# start of DATASET EXTRACT
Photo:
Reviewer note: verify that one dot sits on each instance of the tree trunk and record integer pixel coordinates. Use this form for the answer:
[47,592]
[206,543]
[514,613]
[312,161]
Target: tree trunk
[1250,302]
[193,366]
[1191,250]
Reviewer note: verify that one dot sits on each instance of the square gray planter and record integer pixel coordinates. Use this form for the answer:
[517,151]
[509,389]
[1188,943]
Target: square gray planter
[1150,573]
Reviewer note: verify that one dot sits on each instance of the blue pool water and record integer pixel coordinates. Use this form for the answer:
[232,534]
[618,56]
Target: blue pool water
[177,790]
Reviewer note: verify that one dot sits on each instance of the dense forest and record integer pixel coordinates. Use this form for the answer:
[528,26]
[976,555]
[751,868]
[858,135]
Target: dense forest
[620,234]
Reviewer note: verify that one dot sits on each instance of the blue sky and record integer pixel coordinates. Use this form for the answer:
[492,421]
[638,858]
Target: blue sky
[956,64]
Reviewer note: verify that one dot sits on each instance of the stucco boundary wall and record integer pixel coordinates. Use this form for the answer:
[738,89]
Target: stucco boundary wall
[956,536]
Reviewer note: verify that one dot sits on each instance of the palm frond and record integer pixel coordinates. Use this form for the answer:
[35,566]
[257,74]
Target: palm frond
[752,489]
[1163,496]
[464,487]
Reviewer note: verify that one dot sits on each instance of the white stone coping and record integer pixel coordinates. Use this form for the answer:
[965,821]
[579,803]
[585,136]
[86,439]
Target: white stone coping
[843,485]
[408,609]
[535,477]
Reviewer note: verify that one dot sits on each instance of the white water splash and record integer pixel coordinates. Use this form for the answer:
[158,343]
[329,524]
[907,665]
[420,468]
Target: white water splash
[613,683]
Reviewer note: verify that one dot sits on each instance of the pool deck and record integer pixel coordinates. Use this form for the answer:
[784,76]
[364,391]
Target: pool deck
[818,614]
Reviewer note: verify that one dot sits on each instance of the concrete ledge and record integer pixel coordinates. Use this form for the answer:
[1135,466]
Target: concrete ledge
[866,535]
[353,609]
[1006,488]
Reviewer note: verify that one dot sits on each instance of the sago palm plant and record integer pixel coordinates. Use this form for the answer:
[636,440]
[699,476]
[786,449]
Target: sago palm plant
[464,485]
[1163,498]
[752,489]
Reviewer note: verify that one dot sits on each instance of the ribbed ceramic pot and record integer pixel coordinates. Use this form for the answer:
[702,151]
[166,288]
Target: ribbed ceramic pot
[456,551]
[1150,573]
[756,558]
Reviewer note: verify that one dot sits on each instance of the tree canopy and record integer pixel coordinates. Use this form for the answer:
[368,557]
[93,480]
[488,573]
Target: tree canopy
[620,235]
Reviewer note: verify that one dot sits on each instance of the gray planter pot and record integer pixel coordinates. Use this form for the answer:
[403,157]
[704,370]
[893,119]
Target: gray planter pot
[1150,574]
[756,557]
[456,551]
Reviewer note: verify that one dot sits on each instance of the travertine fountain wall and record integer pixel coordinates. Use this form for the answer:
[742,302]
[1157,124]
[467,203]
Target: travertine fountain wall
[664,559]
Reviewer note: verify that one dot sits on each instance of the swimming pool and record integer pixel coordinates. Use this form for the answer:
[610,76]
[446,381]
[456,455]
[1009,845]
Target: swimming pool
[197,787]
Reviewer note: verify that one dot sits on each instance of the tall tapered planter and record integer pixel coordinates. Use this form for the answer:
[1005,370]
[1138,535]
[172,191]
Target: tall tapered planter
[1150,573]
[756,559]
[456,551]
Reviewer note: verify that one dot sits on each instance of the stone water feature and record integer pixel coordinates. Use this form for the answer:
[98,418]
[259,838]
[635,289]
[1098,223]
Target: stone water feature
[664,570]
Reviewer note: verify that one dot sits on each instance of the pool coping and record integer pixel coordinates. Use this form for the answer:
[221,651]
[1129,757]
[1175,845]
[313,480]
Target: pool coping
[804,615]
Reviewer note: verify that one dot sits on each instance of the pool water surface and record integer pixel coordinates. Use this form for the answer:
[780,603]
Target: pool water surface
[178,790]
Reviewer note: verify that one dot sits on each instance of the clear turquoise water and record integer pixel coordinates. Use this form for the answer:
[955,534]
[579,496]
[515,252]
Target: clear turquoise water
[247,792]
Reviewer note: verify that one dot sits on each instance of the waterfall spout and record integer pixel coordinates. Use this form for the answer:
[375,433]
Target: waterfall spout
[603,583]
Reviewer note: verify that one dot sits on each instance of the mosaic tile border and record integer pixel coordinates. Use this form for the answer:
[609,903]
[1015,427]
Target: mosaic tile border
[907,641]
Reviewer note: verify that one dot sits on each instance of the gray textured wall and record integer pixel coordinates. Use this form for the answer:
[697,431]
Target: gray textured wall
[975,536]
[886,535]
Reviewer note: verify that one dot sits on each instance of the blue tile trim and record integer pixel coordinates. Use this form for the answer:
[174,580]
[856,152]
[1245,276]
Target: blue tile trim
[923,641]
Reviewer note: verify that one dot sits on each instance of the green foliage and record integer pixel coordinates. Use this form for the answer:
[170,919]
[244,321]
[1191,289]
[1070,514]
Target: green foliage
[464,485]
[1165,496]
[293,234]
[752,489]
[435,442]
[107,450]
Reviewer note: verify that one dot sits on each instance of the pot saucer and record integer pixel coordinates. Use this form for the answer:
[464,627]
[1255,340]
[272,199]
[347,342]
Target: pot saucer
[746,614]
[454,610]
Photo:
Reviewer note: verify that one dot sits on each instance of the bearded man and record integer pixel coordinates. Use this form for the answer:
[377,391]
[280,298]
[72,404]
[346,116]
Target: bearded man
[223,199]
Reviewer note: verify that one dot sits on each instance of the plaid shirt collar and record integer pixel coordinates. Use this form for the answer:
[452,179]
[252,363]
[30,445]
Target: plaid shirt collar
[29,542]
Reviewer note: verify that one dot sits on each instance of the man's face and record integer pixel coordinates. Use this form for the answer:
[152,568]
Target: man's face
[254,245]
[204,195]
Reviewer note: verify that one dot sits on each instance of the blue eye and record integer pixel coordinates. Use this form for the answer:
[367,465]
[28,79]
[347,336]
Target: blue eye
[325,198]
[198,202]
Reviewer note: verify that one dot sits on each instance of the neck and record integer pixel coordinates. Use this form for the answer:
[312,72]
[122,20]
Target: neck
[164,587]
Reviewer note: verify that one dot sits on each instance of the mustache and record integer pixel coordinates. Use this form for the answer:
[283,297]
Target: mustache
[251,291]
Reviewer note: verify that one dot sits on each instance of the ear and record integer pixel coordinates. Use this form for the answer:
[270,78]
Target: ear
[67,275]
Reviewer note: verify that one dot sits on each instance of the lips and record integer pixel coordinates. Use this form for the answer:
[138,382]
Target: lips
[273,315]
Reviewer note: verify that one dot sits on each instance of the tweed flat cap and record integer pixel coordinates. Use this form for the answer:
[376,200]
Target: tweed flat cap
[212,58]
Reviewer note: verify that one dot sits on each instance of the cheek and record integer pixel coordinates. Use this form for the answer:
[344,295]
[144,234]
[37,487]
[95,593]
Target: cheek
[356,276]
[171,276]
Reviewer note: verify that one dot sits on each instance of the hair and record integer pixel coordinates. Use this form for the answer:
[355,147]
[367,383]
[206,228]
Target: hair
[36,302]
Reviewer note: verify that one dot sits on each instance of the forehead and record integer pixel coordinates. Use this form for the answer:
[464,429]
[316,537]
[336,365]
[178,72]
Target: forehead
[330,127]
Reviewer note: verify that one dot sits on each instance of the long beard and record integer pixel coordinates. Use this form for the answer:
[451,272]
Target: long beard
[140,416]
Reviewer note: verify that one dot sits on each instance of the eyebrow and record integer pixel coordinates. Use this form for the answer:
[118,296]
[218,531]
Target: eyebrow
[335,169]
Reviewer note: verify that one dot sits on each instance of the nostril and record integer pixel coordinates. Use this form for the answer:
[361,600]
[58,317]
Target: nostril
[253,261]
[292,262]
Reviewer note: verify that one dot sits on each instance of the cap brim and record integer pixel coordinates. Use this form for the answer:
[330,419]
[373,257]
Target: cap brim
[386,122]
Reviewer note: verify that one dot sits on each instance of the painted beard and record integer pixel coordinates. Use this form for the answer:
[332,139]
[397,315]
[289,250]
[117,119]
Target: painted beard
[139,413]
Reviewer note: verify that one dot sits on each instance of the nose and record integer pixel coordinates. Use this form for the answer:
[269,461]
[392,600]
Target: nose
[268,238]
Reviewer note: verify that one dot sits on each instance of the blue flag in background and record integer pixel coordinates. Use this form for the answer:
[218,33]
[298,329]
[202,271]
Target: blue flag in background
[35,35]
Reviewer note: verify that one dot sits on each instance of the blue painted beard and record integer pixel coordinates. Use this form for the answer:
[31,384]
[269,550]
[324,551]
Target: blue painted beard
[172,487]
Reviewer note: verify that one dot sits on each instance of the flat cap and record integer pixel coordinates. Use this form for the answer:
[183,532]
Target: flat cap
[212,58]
# end of DATASET EXTRACT
## REQUIRED TASK
Output the lines of the items above as a JSON list of strings, one per line with blank lines omitted, starting at the line containing "of the nose" and ending at the end of the items.

## EXERCISE SOLUTION
[
  "Reviewer note: verify that one dot sits on each instance of the nose and record integer pixel coordinates. Use this form for the answer:",
  "[269,461]",
  "[392,600]",
  "Target: nose",
  "[268,238]",
  "Reviewer note: verify that one dot sits on each instance of the blue flag in background and record integer pixel coordinates. Use this form for the answer:",
  "[218,33]",
  "[298,329]",
  "[202,271]",
  "Target: blue flag in background",
  "[35,35]",
  "Reviewer note: verify that one dot sits on each instance of the blue painted beard and record integer pixel coordinates. Use this form for the answer:",
  "[31,384]",
  "[269,550]",
  "[324,551]",
  "Target: blue painted beard",
  "[172,487]",
  "Reviewer note: verify that one dot sits on each instance of the flat cap and record integer pixel coordinates. Use this form for the answer:",
  "[183,532]",
  "Target: flat cap",
  "[212,58]"
]